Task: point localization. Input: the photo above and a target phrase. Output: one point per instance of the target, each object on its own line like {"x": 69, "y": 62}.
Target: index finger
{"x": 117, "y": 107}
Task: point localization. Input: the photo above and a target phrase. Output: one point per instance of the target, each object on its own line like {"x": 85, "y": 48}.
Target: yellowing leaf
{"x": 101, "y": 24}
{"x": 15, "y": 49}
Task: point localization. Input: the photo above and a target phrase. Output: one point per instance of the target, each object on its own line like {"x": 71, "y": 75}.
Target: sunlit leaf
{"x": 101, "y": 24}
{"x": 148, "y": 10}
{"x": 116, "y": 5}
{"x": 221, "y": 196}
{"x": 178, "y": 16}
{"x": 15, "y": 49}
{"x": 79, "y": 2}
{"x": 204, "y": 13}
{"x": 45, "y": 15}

________

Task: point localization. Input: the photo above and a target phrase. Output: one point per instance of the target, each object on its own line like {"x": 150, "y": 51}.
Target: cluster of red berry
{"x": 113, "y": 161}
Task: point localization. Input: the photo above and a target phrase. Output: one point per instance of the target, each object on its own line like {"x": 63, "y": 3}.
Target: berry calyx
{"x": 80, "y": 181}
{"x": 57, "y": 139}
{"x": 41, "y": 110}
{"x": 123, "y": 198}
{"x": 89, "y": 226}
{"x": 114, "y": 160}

________

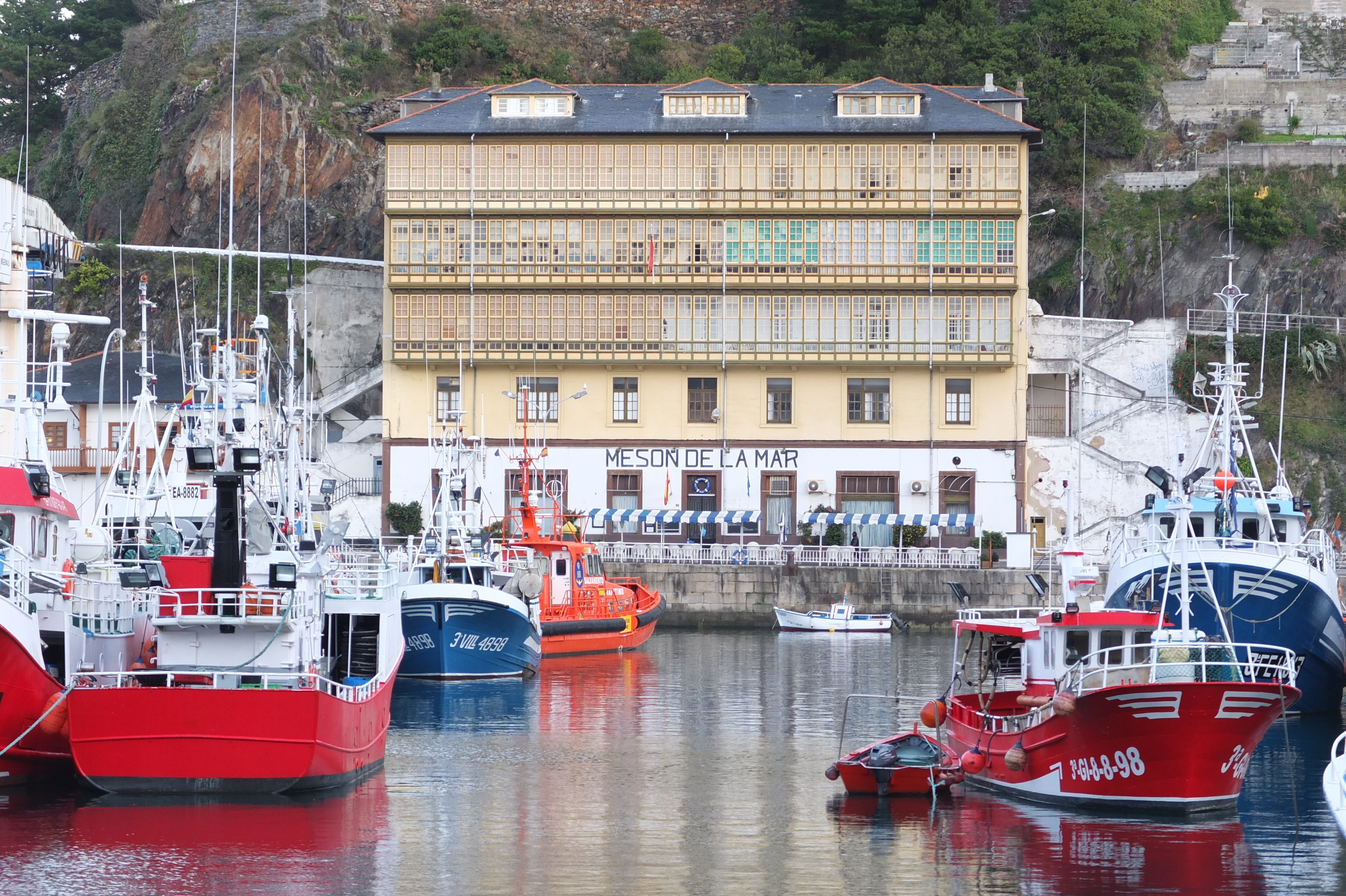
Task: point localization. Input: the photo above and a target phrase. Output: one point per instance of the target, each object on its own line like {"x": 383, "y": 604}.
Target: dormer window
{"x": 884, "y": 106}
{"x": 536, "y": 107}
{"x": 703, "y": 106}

________

GIVEN INSTRUCTION: How many lines in the entries above contain the word "photo"? Reply with the number alone.

FINAL RESULT: 6